Output, with no changes, the span of lines that opens with the line containing "of the shirt" and closes with the last line.

****************

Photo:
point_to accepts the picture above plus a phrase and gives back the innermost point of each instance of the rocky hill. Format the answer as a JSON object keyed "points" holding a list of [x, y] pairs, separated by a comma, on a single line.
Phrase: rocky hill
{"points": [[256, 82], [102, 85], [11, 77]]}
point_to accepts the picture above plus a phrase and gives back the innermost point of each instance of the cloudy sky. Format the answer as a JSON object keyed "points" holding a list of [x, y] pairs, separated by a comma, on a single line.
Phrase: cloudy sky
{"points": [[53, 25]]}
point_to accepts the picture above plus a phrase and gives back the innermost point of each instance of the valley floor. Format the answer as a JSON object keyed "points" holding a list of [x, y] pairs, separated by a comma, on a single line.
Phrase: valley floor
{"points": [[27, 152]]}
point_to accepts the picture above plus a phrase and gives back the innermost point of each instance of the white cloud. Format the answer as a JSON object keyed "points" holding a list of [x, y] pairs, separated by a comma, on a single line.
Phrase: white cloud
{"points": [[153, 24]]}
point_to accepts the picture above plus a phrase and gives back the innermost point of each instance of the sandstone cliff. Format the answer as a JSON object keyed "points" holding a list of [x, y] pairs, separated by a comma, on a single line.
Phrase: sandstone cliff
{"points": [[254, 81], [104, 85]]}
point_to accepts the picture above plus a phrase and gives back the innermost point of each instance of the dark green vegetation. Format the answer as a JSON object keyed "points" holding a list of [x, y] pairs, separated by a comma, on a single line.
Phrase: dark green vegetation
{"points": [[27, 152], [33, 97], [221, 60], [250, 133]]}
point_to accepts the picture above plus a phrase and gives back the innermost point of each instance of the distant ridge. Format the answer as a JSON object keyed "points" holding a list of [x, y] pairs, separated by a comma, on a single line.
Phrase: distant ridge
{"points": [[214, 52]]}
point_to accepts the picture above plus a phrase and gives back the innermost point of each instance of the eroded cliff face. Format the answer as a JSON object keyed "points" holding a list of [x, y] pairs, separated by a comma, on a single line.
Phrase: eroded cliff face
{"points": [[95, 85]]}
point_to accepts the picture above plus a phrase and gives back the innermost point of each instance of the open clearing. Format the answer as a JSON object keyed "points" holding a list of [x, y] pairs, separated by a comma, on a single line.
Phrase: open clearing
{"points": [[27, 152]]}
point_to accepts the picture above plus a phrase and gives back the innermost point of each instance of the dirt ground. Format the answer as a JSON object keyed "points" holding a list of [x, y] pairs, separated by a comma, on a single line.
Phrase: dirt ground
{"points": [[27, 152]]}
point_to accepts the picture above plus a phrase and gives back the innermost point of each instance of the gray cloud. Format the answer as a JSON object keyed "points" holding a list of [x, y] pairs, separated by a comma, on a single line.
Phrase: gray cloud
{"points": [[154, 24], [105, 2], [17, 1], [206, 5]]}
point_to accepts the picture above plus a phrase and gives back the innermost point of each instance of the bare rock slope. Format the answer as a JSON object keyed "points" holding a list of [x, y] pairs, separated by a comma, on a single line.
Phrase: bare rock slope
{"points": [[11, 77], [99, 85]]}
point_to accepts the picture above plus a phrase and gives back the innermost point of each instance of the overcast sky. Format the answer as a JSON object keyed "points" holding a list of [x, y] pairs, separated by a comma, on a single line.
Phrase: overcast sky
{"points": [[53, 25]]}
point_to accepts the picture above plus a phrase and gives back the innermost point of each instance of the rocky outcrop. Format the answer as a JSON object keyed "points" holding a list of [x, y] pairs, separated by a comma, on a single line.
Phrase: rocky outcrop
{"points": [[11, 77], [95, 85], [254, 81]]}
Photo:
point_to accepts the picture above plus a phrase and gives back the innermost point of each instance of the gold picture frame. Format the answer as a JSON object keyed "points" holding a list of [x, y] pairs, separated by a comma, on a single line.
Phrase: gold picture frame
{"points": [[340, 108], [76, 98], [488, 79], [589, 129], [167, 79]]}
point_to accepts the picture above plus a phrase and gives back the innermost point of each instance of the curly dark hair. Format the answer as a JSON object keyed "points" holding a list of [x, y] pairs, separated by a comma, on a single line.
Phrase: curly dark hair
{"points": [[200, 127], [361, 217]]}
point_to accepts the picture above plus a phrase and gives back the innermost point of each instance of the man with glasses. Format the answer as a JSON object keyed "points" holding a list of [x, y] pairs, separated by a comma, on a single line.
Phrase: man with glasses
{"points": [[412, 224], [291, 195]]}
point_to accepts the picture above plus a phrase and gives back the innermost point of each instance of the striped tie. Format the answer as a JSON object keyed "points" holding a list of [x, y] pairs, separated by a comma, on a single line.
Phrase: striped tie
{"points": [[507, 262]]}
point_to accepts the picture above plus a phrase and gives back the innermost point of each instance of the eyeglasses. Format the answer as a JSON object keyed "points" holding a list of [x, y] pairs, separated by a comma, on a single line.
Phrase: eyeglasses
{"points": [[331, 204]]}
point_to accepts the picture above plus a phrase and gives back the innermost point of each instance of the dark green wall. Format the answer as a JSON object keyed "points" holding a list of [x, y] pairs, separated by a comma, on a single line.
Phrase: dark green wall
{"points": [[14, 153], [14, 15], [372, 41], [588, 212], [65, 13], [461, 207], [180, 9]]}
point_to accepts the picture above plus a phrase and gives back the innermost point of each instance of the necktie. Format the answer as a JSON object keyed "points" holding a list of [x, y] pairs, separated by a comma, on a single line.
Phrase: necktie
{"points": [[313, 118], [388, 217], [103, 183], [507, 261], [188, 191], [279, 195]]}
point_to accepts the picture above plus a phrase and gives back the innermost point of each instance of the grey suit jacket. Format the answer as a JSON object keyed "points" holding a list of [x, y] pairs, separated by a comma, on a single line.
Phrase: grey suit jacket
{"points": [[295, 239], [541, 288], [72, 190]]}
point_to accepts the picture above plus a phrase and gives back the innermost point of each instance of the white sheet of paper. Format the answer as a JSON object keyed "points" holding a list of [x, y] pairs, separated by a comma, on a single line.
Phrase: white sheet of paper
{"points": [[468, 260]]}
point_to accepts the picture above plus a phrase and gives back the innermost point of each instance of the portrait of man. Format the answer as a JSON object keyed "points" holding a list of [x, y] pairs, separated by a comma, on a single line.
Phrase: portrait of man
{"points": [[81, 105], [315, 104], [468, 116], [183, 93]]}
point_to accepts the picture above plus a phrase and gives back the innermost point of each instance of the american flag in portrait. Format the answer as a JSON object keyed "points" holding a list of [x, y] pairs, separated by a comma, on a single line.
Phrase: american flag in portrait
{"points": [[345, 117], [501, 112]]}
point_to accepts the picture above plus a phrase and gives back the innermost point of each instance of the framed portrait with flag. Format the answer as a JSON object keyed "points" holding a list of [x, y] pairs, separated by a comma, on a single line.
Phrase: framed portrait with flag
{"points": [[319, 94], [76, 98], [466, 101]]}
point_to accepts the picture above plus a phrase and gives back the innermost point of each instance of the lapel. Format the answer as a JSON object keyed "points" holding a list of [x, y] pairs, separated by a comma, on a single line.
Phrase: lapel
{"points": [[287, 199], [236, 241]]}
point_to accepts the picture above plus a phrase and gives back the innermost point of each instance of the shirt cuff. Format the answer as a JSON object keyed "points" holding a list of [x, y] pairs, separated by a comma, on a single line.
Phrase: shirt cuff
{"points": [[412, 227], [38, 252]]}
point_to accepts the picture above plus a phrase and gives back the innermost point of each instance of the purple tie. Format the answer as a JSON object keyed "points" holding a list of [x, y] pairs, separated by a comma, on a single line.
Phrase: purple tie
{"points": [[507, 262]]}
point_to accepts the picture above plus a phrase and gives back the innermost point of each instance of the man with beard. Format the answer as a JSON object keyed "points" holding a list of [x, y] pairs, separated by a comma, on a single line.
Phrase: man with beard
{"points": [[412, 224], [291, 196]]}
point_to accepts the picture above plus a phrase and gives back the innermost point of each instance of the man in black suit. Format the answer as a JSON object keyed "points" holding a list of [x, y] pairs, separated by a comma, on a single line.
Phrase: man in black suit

****************

● SOLVED PROBLEM:
point_to accepts the picture above plus a phrase and gives back the innermost point of each instance of the shirt cuff. Format the answer as a JSON object keyed "points" holding a list of [x, y] pairs, separated by a comma, on a single line.
Phrase: shirt cuff
{"points": [[412, 227], [38, 252]]}
point_to accepts the picture above plus a phrase and gives back the innermost point of each instance of the purple tie. Format the answer as a JSON object keyed "points" holding a list of [x, y] pairs, separated by a comma, on a single line.
Phrase: purple tie
{"points": [[507, 262]]}
point_to accepts the picture above plus a phrase and gives back the innermost point of each instance of the man with beard. Format the answer as a JSON object keyed "points" holding a list of [x, y] pairs, separated by a comma, on a single line.
Phrase: man with beard
{"points": [[412, 224], [291, 196]]}
point_to accepts the picture above plus a phrase and gives back the innermost point of each instance of the man in black suit. Format the answer as a JSON object keyed "points" holding a list of [x, y] pairs, separated by a comma, on a single line.
Phrase: man in black suit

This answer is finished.